**Условие задания:** Какую роль играла Аня Соловьева, согласно тексту воспоминаний о Саше Абдулове?

**Текст:**
- - -

Как они совершенно грандиозно играли с Таней Друбич и с Людмилой Михайловной Савельевой! Даже в любой джазовой музыке, в любой джазовой импровизации должен быть какой-то человек, который задает основной музыкальный тон. Вот этим основным музыкантом всех этих импровизационных безумств, конечно, был Саша Абдулов. Причем он никогда никого ничему не учил, никогда никому ничего не говорил: «Сделай так, сделай сяк!» Он был даже не деликатен, он был исключительно по-музыкантски расположенным партнером. Он говорит: «Слушай, а давай мы тут сделаем так, а давай мы тут сделаем так».
Я уже где-то рассказывал эту историю, но я ее повторю, потому что меня это поразило. Снималась наша с Таней дочка — двух— или трехлетняя Аня Соловьева. Играла ангела. И Саша к ней должен был подходить, о чем-то ее спрашивать. И Саша тогда еще не знал Аню. Не было ничего придумано, и Таня не разговаривала с ним, и я не говорил. Ну ангел и ангел, девочка и девочка: «Ой, Тань, это твоя дочка? Правда? Ну ты смотри, да?» Он подошел к ней, говорит: «Ну что, Анька, не боишься сниматься? Нет? Не боишься? А чего ладошки мокрые? Не бойся ничего! Давай мы сейчас все с тобой сделаем на пять». Аня говорит: «Да, хорошо, сделаем». — «Значит, так. Ты танцуешь, я захожу, облокачиваюсь. Потом два раза курну, а потом у тебя спрошу: „Ничего что я куру?“»

- - -

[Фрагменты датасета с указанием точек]
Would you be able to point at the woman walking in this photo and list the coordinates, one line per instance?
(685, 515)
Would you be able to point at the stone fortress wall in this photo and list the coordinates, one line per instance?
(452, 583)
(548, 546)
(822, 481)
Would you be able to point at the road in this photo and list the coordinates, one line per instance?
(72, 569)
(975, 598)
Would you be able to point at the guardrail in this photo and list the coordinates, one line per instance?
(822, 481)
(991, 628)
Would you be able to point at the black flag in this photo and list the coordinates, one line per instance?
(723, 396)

- - -

**Ответ:** Она играла ангела.